Required task:
Rewrite the rows below, from the line holding "Where can the power" through the last line, inclusive, with the requests kept and every coordinate in the point answers raised by 98.

## START Dataset entries

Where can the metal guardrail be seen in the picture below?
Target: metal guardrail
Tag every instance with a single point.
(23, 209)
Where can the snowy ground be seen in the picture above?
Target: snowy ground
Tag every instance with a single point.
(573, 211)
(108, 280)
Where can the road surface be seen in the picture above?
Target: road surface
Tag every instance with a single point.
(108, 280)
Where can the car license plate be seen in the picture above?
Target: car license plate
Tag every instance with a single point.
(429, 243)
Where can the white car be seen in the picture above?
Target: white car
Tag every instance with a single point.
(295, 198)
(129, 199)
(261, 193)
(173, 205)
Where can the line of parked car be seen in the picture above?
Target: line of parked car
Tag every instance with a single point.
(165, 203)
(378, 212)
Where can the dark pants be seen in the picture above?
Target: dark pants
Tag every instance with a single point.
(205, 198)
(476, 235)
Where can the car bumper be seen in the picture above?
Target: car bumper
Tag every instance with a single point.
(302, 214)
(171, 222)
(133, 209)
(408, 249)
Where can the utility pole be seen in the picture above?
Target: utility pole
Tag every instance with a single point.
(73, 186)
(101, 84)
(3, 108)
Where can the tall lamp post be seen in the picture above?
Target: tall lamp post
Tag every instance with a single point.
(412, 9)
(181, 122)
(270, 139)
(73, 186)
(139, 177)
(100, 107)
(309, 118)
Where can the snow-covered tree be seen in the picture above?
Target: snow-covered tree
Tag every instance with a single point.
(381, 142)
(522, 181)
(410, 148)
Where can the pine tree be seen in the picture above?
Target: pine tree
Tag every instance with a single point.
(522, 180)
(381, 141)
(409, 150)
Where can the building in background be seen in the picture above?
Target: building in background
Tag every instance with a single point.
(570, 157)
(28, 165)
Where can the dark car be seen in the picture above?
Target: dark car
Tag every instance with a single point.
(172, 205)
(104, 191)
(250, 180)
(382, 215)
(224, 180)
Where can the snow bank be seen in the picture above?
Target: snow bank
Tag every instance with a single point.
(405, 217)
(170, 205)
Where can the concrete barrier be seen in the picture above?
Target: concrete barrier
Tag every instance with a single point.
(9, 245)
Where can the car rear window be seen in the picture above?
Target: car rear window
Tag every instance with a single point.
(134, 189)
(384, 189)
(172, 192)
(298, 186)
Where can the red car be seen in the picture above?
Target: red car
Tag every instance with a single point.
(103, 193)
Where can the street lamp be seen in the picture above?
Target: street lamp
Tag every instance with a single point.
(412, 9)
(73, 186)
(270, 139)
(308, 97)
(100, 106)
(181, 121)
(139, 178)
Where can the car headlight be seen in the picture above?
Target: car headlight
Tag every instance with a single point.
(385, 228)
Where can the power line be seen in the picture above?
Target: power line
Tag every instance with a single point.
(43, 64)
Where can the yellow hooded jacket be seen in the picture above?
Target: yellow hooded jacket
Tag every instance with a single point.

## END Dataset entries

Answer to this exercise:
Where can the power line be seen in the picture above?
Target: power line
Tag every instance with a single point.
(141, 162)
Where can the yellow hooded jacket be seen in the picture above?
Target: yellow hooded jacket
Tag every instance with a single point.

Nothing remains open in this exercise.